Your instructions: Could you copy the passage on IQ tests word for word, from "It doesn't mean that you are" up to and including "assistance in...matching patterns)."?
[Source text — start]
IQ metrics are continually damned. There is still no real consensus that they are useful at all. But the social sciences is filled with a lot of soft metrics like IQ because studying complex human behavior with hard science is very hard, and probably impossible.
Good, calibrated IQ tests measure something, and that something has a positive correlation with work efficiency in at least certain types of work.
That said, there are many types of IQ tests and some of them are in my opinion rather weird, for example anything where your score depends on your knowledge of English language or English history as I hear has traditionally been the case in US.
Around here it seems they try to make the tests as little dependent on language, history and even math as possible and the ones I have taken has largely been about:
- pattern matching (of these 6 squares with various patterns, which one doesn't fit in?)
- sequences (based on these 3 squares with patterns, which is the next one?)
- and that kind of stuff
These skills are things that are very real, very measurable and often linked to work throughput. Yes, I rarely visualize boxes in my head and rotate them and I rarely sift through through black and white squares with alternating patterns at work, but it seems the ability to do so is often linked to the ability to mentally single step code or spot patterns in bug reports.
It doesn't mean that you are good person if your score is high (or low) and it doesn't mean that you will be a good employee and not waste your time on HN.
The tests that work in measuring human behavior are fairly simply and very repeatable. Think Fitts's or Hick's Law, which involve hit testing and searching through an unsorted list. I can imagine pattern matching being fairly repeatable as well, but I'm not sure how it really relates to real problem solving. Then again, medical doctors are basically pattern matchers (and why they are fairly excited about AI assistance in...matching patterns).
[Source text — finish]
[Data for analysis — start]
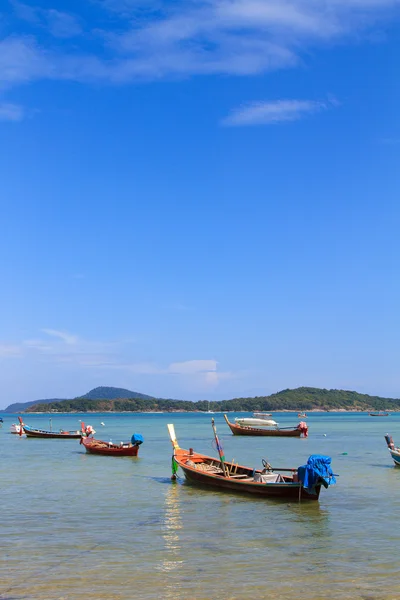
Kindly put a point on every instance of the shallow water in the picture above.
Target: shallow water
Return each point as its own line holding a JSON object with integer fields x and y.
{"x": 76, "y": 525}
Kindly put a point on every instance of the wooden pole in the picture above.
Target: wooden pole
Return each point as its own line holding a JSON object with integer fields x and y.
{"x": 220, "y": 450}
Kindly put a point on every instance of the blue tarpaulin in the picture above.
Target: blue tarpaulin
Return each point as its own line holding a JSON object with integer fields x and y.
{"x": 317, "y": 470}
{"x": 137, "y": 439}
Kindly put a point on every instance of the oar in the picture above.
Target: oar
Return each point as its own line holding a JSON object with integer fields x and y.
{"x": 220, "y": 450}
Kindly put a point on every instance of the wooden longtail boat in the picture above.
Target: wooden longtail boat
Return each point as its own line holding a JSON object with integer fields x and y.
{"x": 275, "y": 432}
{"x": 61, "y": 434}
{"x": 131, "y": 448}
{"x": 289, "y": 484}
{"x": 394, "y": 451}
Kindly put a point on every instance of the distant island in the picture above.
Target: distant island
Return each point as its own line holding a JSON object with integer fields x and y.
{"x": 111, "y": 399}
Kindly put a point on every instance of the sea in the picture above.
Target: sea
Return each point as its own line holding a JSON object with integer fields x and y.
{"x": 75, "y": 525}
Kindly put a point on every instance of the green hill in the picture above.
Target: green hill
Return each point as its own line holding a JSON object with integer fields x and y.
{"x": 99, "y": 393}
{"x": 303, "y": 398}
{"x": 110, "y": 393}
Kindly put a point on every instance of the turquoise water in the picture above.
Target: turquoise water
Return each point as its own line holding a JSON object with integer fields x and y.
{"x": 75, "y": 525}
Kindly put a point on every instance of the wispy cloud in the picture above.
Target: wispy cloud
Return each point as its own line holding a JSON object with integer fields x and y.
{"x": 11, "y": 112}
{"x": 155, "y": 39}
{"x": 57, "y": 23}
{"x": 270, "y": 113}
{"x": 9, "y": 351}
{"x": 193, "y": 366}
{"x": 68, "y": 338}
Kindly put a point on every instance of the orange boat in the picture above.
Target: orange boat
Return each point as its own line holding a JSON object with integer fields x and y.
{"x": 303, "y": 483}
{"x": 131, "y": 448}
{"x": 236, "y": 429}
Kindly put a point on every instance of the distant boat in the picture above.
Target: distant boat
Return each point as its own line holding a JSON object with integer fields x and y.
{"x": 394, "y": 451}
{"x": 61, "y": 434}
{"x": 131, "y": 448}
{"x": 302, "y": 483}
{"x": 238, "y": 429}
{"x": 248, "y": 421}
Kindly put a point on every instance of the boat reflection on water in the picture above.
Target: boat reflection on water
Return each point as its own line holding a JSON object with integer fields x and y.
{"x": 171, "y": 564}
[Data for analysis — finish]
[Data for analysis — start]
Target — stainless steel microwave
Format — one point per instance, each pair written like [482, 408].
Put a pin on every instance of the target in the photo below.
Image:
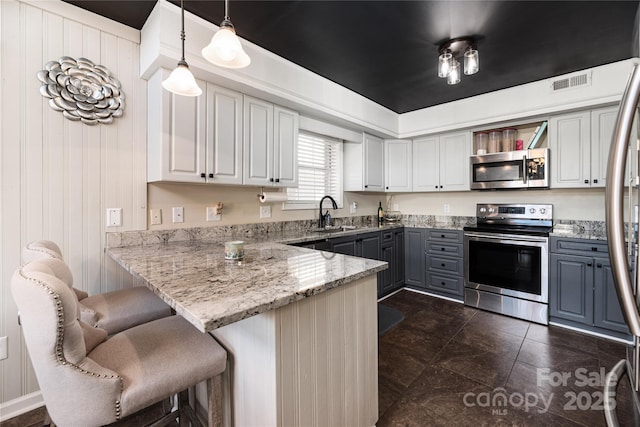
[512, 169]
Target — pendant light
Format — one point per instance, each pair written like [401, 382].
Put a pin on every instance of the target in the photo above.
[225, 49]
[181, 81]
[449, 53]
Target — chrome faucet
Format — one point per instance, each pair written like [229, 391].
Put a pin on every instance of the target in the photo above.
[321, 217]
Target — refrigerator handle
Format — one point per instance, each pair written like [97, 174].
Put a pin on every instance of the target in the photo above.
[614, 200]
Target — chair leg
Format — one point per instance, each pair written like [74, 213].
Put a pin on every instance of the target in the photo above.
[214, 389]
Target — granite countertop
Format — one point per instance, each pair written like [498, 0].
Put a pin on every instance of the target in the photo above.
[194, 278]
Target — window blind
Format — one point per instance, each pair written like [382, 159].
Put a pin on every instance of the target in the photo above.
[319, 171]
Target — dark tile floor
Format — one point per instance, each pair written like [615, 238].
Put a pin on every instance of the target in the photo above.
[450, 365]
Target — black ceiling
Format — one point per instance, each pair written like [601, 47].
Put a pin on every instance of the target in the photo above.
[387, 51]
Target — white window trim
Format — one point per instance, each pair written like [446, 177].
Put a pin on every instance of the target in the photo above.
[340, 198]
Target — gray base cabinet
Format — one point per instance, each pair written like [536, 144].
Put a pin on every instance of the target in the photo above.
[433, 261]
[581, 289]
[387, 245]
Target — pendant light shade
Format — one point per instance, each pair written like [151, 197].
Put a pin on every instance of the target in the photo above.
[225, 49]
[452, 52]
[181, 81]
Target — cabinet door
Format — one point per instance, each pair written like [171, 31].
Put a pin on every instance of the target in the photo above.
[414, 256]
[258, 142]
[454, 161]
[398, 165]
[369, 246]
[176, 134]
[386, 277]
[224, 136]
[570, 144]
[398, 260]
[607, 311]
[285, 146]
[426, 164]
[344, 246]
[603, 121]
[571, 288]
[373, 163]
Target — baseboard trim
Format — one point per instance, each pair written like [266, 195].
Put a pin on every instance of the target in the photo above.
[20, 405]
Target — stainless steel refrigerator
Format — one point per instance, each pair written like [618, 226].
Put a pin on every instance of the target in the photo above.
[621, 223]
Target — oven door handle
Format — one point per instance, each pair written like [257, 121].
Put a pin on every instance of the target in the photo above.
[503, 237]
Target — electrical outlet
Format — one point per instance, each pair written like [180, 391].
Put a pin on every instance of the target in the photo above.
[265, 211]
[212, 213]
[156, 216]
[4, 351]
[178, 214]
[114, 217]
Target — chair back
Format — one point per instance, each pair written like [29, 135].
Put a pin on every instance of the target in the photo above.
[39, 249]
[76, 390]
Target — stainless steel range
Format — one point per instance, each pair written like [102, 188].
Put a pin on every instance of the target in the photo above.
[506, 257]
[Data for analysis — finish]
Result of this task:
It doesn't mean that you are good person if your score is high (or low) and it doesn't mean that you will be a good employee and not waste your time on HN.
The tests that work in measuring human behavior are fairly simply and very repeatable. Think Fitts's or Hick's Law, which involve hit testing and searching through an unsorted list. I can imagine pattern matching being fairly repeatable as well, but I'm not sure how it really relates to real problem solving. Then again, medical doctors are basically pattern matchers (and why they are fairly excited about AI assistance in...matching patterns).